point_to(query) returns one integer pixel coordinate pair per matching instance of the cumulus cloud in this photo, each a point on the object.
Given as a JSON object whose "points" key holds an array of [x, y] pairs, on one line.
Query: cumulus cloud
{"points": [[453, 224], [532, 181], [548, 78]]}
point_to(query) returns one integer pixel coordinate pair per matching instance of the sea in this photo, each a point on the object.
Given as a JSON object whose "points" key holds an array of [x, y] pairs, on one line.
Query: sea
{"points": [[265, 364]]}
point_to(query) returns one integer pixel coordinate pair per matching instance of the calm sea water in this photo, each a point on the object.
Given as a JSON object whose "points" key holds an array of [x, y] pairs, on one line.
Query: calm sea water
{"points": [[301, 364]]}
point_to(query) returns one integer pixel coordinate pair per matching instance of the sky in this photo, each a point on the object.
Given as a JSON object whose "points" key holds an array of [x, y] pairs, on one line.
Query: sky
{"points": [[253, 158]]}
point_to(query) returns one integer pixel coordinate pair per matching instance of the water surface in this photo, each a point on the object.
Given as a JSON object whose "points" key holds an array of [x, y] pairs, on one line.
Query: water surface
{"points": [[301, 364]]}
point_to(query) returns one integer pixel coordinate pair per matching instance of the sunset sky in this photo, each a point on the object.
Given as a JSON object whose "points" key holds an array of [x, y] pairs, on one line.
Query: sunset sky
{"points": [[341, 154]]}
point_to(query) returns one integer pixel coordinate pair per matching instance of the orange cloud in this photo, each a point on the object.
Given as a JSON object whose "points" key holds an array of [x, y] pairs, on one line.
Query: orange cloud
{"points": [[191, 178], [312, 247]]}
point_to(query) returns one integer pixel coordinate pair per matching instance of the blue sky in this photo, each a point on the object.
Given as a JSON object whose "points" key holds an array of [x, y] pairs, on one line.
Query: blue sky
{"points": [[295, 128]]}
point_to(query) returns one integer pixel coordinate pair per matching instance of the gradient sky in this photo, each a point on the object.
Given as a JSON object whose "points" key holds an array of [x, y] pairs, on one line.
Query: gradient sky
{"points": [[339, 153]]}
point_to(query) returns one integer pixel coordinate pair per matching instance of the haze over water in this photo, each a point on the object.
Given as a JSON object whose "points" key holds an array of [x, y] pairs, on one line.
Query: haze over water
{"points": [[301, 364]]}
◇ ◇ ◇
* _Task_
Repeat the data verbatim.

* _Output for this exercise_
point_to(query) returns one integer pixel coordinate pair per matching instance of the cumulus cloud in this photo, each a point on the object.
Given as a JSON object whose "points" key holds an array of [x, y] pairs, on one line.
Query: cumulus cloud
{"points": [[453, 224], [532, 181], [548, 78]]}
point_to(query) returns one integer pixel coordinate pair per matching instance of the sea in this photo, each a point on the object.
Given as a JSON object whose "points" key holds an array of [x, y] pairs, on one line.
Query: sea
{"points": [[265, 364]]}
point_to(query) returns one integer pixel coordinate pair per matching instance of the calm sea water in this photo, each a point on the object.
Given as a JSON object whose "points" key holds an array of [x, y] pairs, on one line.
Query: calm sea water
{"points": [[301, 364]]}
point_to(query) returns one integer pixel coordinate pair per matching instance of the sky in this photo, each a point on the object.
Given as a JSON object whose "points" key holds an array of [x, y] pairs, on one line.
Query: sky
{"points": [[253, 158]]}
point_to(query) returns one integer pixel coordinate pair per matching instance of the water surface in this photo, each a point on the object.
Given as a JSON object whose "points" key holds an array of [x, y] pairs, on one line.
Query: water surface
{"points": [[301, 364]]}
point_to(query) returns one integer pixel coordinate pair per matching instance of the sunset sky in this photo, each a point on the object.
Given as a JSON object whose "points" key holds an array of [x, y] pairs, on one line.
Query: sunset sky
{"points": [[341, 154]]}
point_to(query) returns one integer pixel coordinate pair per matching instance of the orange cloud in this photo, each a point on the object.
Given as a JSON object whose "points" key holds an array of [x, y] pairs, on one line.
Query: orange cloud
{"points": [[191, 178], [312, 247]]}
point_to(query) returns one integer pixel coordinate pair per matching instance of the blue sky in this photo, each a point on the object.
Given as a JSON object whose "points" key holds an array of [x, y] pairs, on one line.
Query: blue sky
{"points": [[295, 128]]}
point_to(query) returns one integer pixel coordinate pair per matching instance of the gradient sky in this photo, each a point on the object.
Given as a JSON object whose "points" key holds an array of [x, y] pairs, on one line.
Query: gradient sky
{"points": [[339, 153]]}
point_to(query) returns one integer pixel coordinate pair per matching instance of the haze over water in this photo, each a point on the object.
Given as a JSON object whose "points" key holds an array of [x, y] pairs, on one line.
Query: haze over water
{"points": [[301, 364]]}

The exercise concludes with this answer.